* **Problem requirements**
Write every record below out exactly; no images.
** Opening Data block **
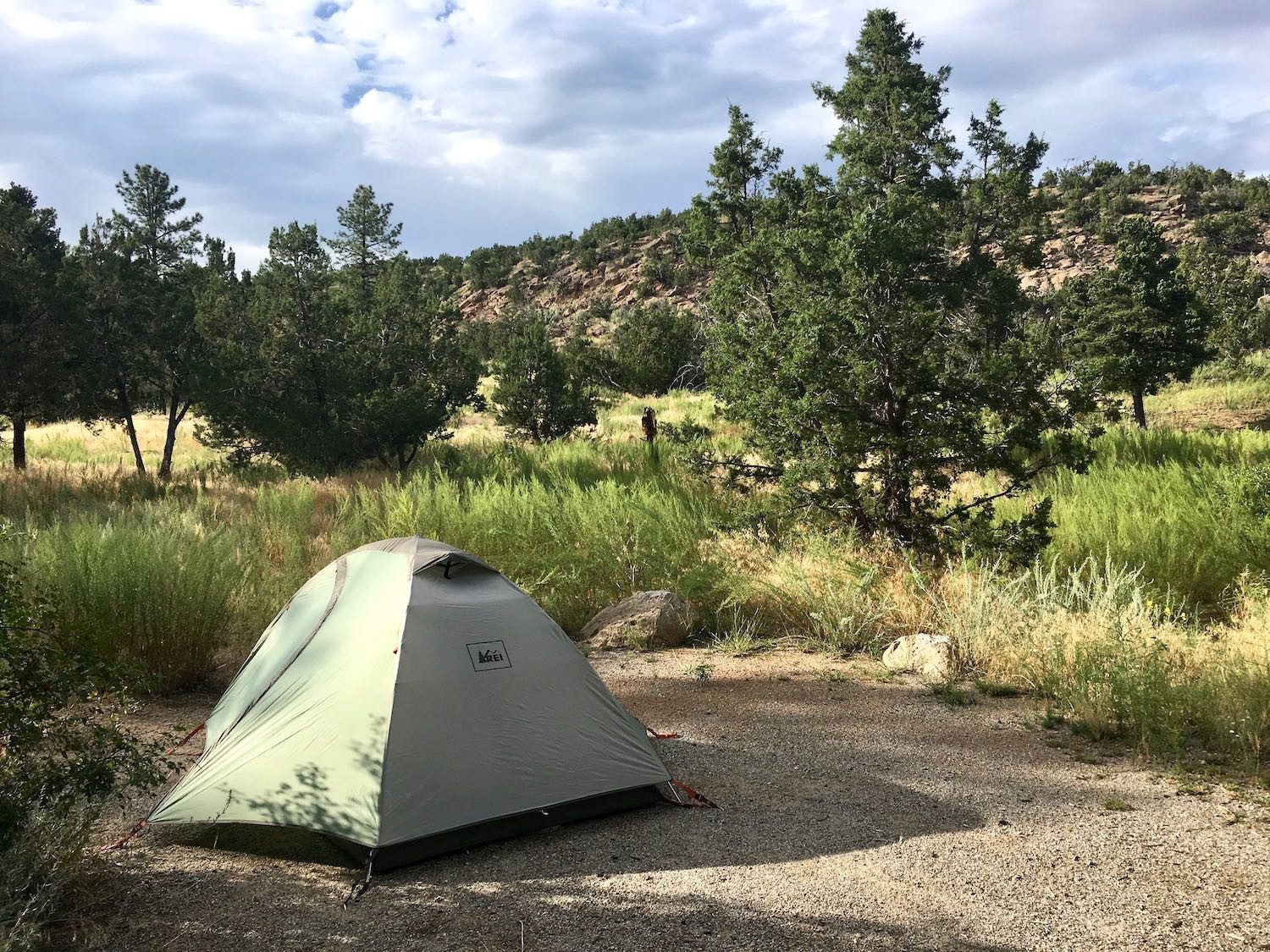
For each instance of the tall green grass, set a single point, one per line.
(574, 546)
(1165, 525)
(1170, 504)
(157, 597)
(1112, 659)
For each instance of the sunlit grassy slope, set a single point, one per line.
(1147, 619)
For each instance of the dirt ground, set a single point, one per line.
(856, 815)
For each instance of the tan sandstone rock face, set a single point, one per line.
(645, 619)
(930, 655)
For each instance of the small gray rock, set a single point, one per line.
(645, 619)
(930, 655)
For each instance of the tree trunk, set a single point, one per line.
(1140, 409)
(19, 441)
(169, 443)
(126, 411)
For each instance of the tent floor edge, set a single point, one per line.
(505, 827)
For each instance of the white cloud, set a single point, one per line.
(489, 121)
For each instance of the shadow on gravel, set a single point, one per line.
(802, 771)
(220, 909)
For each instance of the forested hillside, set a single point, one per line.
(617, 263)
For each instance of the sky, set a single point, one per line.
(487, 121)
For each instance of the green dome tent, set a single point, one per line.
(409, 701)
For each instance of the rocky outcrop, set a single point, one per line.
(643, 621)
(621, 278)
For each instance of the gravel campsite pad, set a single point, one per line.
(856, 814)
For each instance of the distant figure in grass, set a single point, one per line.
(649, 423)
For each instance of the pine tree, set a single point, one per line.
(366, 239)
(873, 355)
(279, 372)
(540, 395)
(411, 367)
(103, 284)
(163, 245)
(35, 335)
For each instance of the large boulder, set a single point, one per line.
(643, 621)
(930, 655)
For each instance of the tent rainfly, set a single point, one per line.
(409, 701)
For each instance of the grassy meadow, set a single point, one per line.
(1147, 619)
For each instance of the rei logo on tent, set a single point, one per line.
(488, 655)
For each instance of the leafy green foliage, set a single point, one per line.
(658, 348)
(366, 239)
(490, 267)
(543, 393)
(35, 337)
(1135, 325)
(302, 376)
(871, 363)
(163, 246)
(1229, 289)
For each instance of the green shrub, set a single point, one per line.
(657, 348)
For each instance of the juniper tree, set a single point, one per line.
(540, 393)
(865, 327)
(1137, 324)
(163, 244)
(103, 283)
(411, 367)
(279, 362)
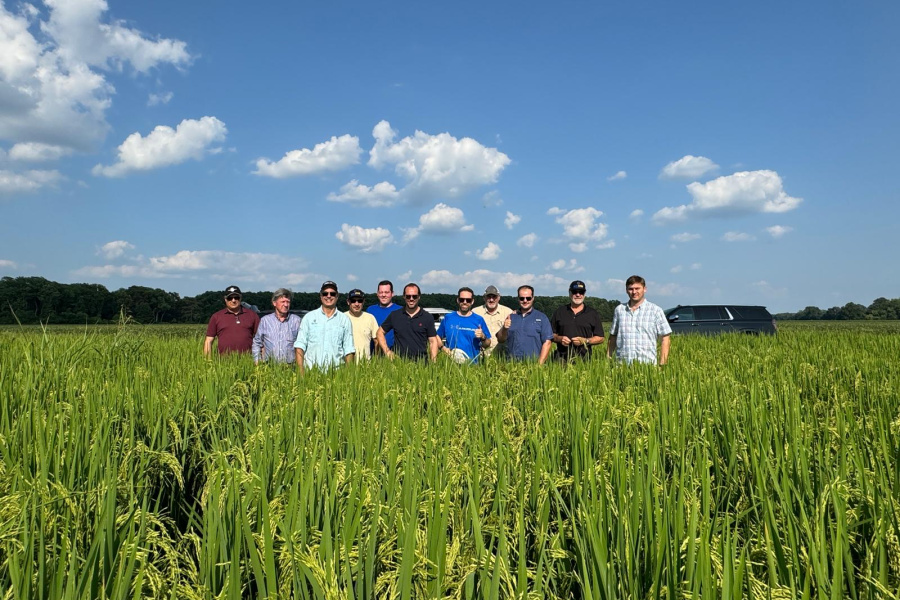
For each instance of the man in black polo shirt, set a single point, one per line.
(414, 333)
(576, 326)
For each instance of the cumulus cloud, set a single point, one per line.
(580, 225)
(527, 241)
(27, 181)
(38, 152)
(111, 250)
(688, 167)
(685, 237)
(737, 236)
(489, 252)
(441, 219)
(777, 231)
(53, 87)
(741, 193)
(367, 240)
(380, 195)
(158, 99)
(164, 146)
(335, 154)
(435, 166)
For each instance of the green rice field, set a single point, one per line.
(749, 467)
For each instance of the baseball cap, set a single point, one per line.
(577, 286)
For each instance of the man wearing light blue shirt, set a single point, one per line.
(274, 339)
(326, 334)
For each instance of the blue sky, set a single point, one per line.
(725, 152)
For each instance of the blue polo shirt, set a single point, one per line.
(380, 315)
(527, 334)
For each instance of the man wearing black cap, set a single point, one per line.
(576, 326)
(325, 339)
(365, 327)
(233, 325)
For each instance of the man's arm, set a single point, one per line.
(664, 350)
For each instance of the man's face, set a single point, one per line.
(282, 306)
(385, 295)
(411, 297)
(233, 302)
(577, 298)
(329, 298)
(465, 300)
(355, 305)
(635, 292)
(526, 299)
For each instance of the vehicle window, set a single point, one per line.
(707, 313)
(684, 314)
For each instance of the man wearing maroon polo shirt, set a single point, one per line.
(233, 325)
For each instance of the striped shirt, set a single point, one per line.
(274, 340)
(637, 330)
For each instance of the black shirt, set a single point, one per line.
(411, 333)
(585, 324)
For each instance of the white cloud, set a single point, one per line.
(335, 154)
(527, 241)
(111, 250)
(688, 167)
(737, 236)
(741, 193)
(580, 224)
(27, 181)
(158, 99)
(685, 237)
(777, 231)
(164, 146)
(441, 219)
(489, 252)
(435, 165)
(38, 152)
(380, 195)
(366, 240)
(53, 89)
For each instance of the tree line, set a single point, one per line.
(31, 300)
(880, 309)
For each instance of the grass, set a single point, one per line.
(760, 467)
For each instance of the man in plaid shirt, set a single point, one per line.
(637, 326)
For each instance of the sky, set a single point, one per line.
(725, 152)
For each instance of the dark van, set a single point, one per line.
(711, 319)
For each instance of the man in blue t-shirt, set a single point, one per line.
(464, 331)
(381, 310)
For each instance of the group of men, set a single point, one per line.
(326, 337)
** Closing Data block **
* **Exercise result**
For each instance of the tall green grass, set a single point, one per line.
(574, 546)
(1165, 525)
(1170, 504)
(157, 597)
(1112, 659)
For each instance of the sunlit grassy slope, set a single point, one per line.
(1147, 619)
For each instance of the dirt ground, set a single point, one per line.
(856, 815)
For each instance of the tan sandstone rock face, set a single point, one per line.
(645, 619)
(930, 655)
For each instance of the small gray rock, set a single point, one per line.
(645, 619)
(930, 655)
For each instance of the tree trunk, set a single point, one per line.
(1140, 409)
(19, 441)
(169, 443)
(126, 411)
For each instance of the tent floor edge, set a single point, one per line.
(505, 827)
For each instance of the white cloud, set a single point, one per line.
(489, 121)
For each instance of the shadow on gravel, set a single point, one per line.
(802, 771)
(220, 909)
For each instance of the forested hillside, set a single point, one per line.
(617, 263)
For each instance of the sky, set a single point, one per line.
(487, 121)
For each instance of the green dome tent, set a single point, one per line.
(409, 701)
For each instance of the rocky outcrop, set a single point, one per line.
(643, 621)
(621, 278)
For each instance of the gravel campsite pad, set a single point, one per line.
(856, 814)
For each instance of the distant figure in grass, set a single point, one per line.
(649, 423)
For each instance of the pine tree, set a single point, one per line.
(366, 239)
(873, 355)
(279, 372)
(540, 395)
(411, 367)
(103, 284)
(163, 245)
(35, 335)
For each instance of the large boulder, set a single point, one per line.
(643, 621)
(930, 655)
For each instance of the tent rainfly, set a single point, one per line.
(409, 701)
For each instance of the grassy meadow, set a single point, one per line.
(1147, 619)
For each instance of the rei logo on tent, set a single point, one per line.
(488, 655)
For each instance of the leafy green foliage, set a single point, one per line.
(658, 348)
(366, 239)
(490, 267)
(543, 393)
(35, 337)
(1135, 325)
(302, 376)
(871, 363)
(163, 246)
(1229, 289)
For each instance of the green shrub, set a single point, one per line.
(657, 348)
For each instance of the juniper tree, set a single point, one per line.
(540, 393)
(865, 327)
(1137, 324)
(163, 244)
(103, 283)
(411, 367)
(279, 362)
For each instance of the man in black polo shirt, set a single point, one per line.
(414, 333)
(576, 326)
For each instance of the cumulus cloud, set a single point, one per line.
(580, 225)
(527, 241)
(27, 181)
(38, 152)
(111, 250)
(688, 167)
(685, 237)
(737, 236)
(489, 252)
(441, 219)
(777, 231)
(53, 87)
(741, 193)
(367, 240)
(380, 195)
(158, 99)
(164, 146)
(335, 154)
(435, 166)
For each instance of the green rice field, set a single point, one per line.
(749, 467)
For each instance of the baseball cap, set a single point, one per line.
(577, 286)
For each instance of the man wearing light blue shirt, set a single point, one per line.
(274, 339)
(326, 334)
For each instance of the blue sky, set a single point, one per line.
(725, 152)
For each instance of the blue polo shirt, set a single point, one per line.
(380, 315)
(527, 334)
For each instance of the man wearing black cap, set a single point, one per line.
(576, 326)
(325, 339)
(365, 327)
(233, 325)
For each instance of the man's arm, set a single point, one per line.
(664, 350)
For each instance of the man's face, set a single point, one per line.
(282, 306)
(385, 295)
(411, 297)
(233, 302)
(577, 298)
(329, 298)
(465, 300)
(355, 305)
(635, 292)
(526, 299)
For each instance of the vehicle window, set a single point, one per line.
(707, 313)
(684, 314)
For each instance of the man wearing maroon polo shirt, set a single point, one per line.
(233, 325)
For each instance of the striped shirt, set a single point, one per line.
(274, 340)
(637, 330)
For each instance of the black shirt, set a single point, one per line.
(411, 333)
(585, 324)
For each instance of the white cloud, set a single point, one per line.
(335, 154)
(527, 241)
(111, 250)
(688, 167)
(737, 236)
(741, 193)
(580, 224)
(27, 181)
(158, 99)
(685, 237)
(777, 231)
(164, 146)
(441, 219)
(489, 252)
(435, 165)
(38, 152)
(380, 195)
(366, 240)
(53, 89)
For each instance of the tree line, set a single point, one per line.
(31, 300)
(880, 309)
For each instance of the grass, set a single point, one per line.
(760, 467)
For each instance of the man in plaid shirt, set a single point, one per line.
(637, 326)
For each instance of the sky, set a single point, one per line.
(725, 152)
For each instance of the dark van, set a single point, one per line.
(711, 319)
For each instance of the man in blue t-shirt, set a single point, one per line.
(464, 331)
(381, 310)
For each instance of the group of men, set a single point, one per line.
(326, 337)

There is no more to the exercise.